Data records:

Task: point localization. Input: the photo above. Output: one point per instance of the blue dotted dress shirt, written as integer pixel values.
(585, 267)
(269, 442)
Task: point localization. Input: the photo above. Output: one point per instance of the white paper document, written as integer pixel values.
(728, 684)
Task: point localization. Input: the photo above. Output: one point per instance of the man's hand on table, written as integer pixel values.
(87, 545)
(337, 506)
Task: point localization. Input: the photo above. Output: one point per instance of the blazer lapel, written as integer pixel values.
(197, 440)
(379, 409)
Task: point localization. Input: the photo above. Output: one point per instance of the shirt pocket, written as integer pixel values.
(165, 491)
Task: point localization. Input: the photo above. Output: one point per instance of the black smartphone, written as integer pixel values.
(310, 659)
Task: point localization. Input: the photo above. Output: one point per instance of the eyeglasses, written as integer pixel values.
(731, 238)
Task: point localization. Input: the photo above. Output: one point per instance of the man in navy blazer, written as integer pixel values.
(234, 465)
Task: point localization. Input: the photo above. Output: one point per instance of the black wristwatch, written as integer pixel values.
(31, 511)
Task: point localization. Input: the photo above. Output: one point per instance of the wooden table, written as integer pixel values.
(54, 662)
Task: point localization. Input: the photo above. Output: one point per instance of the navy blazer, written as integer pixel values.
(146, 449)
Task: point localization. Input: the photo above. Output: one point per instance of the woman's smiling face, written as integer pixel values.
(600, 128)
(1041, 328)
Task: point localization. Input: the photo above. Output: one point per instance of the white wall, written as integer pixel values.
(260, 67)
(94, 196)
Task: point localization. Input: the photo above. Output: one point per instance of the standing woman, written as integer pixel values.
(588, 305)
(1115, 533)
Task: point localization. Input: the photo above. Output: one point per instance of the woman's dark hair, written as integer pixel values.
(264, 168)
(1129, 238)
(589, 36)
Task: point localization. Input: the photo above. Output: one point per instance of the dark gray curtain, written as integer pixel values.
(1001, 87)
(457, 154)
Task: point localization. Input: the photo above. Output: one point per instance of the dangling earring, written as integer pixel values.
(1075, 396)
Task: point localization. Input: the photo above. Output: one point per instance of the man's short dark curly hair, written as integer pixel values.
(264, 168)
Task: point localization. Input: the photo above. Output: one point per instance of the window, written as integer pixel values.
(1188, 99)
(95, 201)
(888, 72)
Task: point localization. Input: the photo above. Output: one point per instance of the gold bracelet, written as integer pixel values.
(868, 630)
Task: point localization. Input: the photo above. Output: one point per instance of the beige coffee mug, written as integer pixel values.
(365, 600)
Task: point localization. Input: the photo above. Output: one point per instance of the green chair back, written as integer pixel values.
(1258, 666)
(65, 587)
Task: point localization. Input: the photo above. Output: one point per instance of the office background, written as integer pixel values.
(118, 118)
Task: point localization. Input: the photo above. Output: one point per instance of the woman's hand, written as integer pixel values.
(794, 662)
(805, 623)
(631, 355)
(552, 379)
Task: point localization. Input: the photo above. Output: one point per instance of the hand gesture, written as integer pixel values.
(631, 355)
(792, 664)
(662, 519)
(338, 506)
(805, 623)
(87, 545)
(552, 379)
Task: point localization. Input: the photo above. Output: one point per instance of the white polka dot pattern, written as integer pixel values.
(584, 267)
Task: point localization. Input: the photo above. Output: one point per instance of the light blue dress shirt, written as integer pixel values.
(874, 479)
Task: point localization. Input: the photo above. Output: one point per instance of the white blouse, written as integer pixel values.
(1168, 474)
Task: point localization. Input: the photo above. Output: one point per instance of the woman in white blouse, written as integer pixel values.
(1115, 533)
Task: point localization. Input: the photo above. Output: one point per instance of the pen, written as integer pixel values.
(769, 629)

# DIRECTIONS
Output nothing but the lines from the one with "blue dress shirt, written as integer pixel values." through the last line above, each exactly as it stands.

# RESULT OF THE EXERCISE
Task: point localization. Input: the photo above. Output: one point per instance of the light blue dress shirt, written as integer pixel values.
(874, 479)
Task: point localization. Input: the photo above. Output: one point per instance of the white blouse, written as integer pixel values.
(1168, 474)
Task: point localization. Input: the photo above. Output: one point per instance of the woman in white blouse, written as integer pixel values.
(1115, 533)
Task: point localization. Input: the photo above. Output: one point per instance of the pen, written as integer pixel values.
(769, 629)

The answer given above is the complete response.